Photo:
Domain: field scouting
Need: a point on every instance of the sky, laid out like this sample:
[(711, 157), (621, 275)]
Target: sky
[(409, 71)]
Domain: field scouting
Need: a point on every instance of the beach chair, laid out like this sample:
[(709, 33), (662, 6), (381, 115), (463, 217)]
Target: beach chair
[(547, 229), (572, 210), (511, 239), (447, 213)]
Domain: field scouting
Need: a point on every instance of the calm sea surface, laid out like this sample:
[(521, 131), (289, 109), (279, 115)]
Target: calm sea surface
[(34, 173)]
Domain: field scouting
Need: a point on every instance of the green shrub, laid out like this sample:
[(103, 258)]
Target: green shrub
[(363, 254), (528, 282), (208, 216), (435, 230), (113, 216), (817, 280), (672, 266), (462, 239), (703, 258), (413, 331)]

* * * * * * * * *

• **Exercise objective**
Copy the material again, starting at its first line and ending at the line that contains "[(547, 229), (572, 210), (511, 239), (447, 213)]", with the requests included. Offset every coordinate in the answers by adding 86 to each number, and leave the sample coordinates in the requests unchanged.

• **Final answer**
Photo:
Domain: field scouting
Need: a point on every instance of the sky, laid out like this sample:
[(711, 157), (621, 275)]
Target: sky
[(495, 157)]
Domain: field scouting
Need: a point on every instance of the beach chair, laid out like this sample:
[(709, 33), (662, 6), (381, 115), (463, 217)]
Target: beach chair
[(633, 315), (658, 296), (597, 325), (533, 299)]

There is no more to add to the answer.